▶ [ABOUT THIS EXERCISE] Could you give the data below again, exactly and completely?

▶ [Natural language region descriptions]
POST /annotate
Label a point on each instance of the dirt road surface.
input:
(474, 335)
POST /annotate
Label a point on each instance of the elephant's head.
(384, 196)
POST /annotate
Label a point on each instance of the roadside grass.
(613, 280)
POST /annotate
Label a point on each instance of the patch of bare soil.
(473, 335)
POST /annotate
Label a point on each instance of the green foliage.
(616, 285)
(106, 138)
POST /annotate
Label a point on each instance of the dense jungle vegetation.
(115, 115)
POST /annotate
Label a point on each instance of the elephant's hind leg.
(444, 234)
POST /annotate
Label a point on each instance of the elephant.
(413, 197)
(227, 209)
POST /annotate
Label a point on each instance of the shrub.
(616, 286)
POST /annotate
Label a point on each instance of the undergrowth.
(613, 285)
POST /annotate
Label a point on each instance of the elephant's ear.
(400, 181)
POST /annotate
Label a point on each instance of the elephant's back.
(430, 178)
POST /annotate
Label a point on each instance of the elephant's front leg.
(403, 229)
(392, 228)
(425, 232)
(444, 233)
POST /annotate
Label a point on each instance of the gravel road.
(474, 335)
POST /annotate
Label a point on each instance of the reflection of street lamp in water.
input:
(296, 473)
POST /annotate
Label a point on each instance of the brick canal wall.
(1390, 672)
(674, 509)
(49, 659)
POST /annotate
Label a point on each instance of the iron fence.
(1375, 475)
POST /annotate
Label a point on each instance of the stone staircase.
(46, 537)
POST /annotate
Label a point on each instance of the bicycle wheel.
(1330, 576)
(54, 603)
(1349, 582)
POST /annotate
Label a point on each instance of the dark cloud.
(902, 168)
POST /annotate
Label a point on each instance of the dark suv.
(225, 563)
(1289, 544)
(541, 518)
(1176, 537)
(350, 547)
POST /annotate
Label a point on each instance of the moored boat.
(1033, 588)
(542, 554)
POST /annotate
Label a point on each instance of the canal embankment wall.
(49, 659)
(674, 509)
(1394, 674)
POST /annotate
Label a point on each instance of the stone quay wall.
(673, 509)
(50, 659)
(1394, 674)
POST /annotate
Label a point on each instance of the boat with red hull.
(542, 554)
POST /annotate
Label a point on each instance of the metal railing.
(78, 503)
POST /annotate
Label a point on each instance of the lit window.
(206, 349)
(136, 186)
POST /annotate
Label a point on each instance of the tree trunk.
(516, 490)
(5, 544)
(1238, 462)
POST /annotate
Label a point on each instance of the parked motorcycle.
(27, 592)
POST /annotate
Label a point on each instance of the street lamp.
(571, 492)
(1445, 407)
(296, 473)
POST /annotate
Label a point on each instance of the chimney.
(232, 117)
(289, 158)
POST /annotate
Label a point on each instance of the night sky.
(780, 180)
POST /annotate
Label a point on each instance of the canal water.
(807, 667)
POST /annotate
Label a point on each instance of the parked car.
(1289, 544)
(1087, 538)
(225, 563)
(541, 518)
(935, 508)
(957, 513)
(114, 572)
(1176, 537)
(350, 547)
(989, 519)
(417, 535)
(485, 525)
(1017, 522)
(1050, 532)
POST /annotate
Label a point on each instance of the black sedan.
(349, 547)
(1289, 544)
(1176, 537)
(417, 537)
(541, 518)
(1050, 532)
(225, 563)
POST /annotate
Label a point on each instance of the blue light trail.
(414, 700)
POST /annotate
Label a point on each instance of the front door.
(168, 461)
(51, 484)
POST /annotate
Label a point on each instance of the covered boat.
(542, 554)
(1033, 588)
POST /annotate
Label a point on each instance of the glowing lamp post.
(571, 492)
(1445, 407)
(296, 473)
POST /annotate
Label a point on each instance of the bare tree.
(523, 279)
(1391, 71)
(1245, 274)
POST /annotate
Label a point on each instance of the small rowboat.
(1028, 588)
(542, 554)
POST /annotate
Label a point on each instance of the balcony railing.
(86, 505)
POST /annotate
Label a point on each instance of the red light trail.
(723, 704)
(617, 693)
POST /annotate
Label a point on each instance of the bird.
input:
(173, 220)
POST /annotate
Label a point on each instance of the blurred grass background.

▶ [EXERCISE RESULT]
POST /annotate
Label a point on each instance of the dirt road surface.
input:
(474, 335)
POST /annotate
Label a point on each instance of the elephant's head.
(384, 196)
POST /annotate
Label a point on each instance of the roadside grass.
(613, 280)
POST /annotate
Label a point on each instance of the patch of bare soil.
(473, 335)
POST /annotate
Label a point on each instance of the green foliage.
(616, 285)
(106, 138)
POST /annotate
Label a point on each instance of the dense jungle vegetation.
(115, 115)
POST /annotate
Label a point on each instance of the elephant's hind leg.
(444, 234)
POST /annotate
Label a point on each instance of the elephant.
(413, 197)
(227, 209)
POST /annotate
Label a point on each instance of the shrub.
(616, 286)
POST /annotate
Label a point on each instance of the undergrowth.
(613, 285)
POST /annotate
Label a point on each instance of the elephant's ear.
(400, 181)
POST /annotate
Label a point on each instance of the elephant's back.
(430, 178)
POST /annotate
Label a point on each instance of the elephant's front leg.
(403, 229)
(392, 228)
(425, 232)
(444, 233)
POST /annotate
Label a point on each instance of the gravel road.
(474, 335)
POST /annotate
Label a point on each instance of the reflection of street lamp in water.
input:
(296, 473)
POST /annotate
Label a point on each instance of the brick canal wall.
(1390, 672)
(674, 509)
(49, 659)
POST /annotate
Label a point on each instance of the iron fence.
(1375, 475)
POST /annotate
Label a point on each instance of the stone staircase.
(46, 537)
POST /annotate
Label a point on each instance of the bicycle wheel.
(1330, 576)
(54, 603)
(1349, 582)
POST /annotate
Label a point on each instance of the dark cloud.
(902, 168)
POST /annotate
Label a point on each instance of the dark suv.
(225, 563)
(1289, 544)
(541, 518)
(1176, 537)
(350, 547)
POST /annotate
Label a point on each instance of the moored boat.
(1033, 588)
(542, 554)
POST /annotate
Label a point on each instance of the canal embankment wall.
(49, 659)
(674, 509)
(1394, 674)
POST /annotate
Label a point on each instance of the stone quay wall.
(673, 509)
(50, 659)
(1394, 674)
POST /annotate
Label a point on each instance of the boat with red hull.
(542, 554)
POST /annotate
Label a point on each instance of the metal railing.
(78, 503)
POST /annotate
Label a point on each instance of the lit window.
(206, 349)
(136, 186)
POST /annotate
Label a point on each instance of the tree trunk.
(516, 490)
(5, 544)
(1238, 462)
POST /annotate
Label a point on each instance of the parked motorcycle.
(27, 592)
POST /annotate
Label a point on each instance of the street lamp.
(571, 492)
(1445, 407)
(296, 473)
POST /annotate
Label a point on each instance of the chimney.
(232, 117)
(289, 158)
POST /annotate
Label a point on each instance of the night sky.
(780, 180)
POST /annotate
Label a point on each instance of the canal water.
(807, 667)
POST /annotate
Label a point on each instance of the parked car.
(1289, 544)
(1087, 538)
(225, 563)
(541, 518)
(935, 508)
(957, 513)
(114, 572)
(1176, 537)
(350, 547)
(989, 519)
(417, 535)
(485, 525)
(1017, 522)
(1050, 532)
POST /annotate
Label a point on each instance of the black sedan.
(349, 547)
(1289, 544)
(1176, 537)
(417, 537)
(541, 518)
(1050, 532)
(225, 563)
POST /annotate
Label a point on each instance of the blue light trail.
(414, 700)
POST /annotate
Label a point on each instance of the front door.
(168, 461)
(51, 484)
POST /annotate
Label a point on each instance of the covered boat.
(542, 554)
(1033, 588)
POST /annotate
Label a point on each instance of the glowing lamp post.
(571, 492)
(1445, 407)
(296, 473)
POST /annotate
Label a point on each instance of the bare tree.
(523, 279)
(1391, 71)
(1245, 274)
POST /annotate
Label a point on each instance of the small rowboat.
(1028, 588)
(542, 554)
POST /annotate
Label a point on each instance of the balcony railing.
(86, 505)
POST /annotate
Label a point on each instance of the red light trail.
(723, 704)
(617, 693)
POST /annotate
Label a point on each instance of the bird.
input:
(173, 220)
POST /annotate
Label a point on each instance of the blurred grass background.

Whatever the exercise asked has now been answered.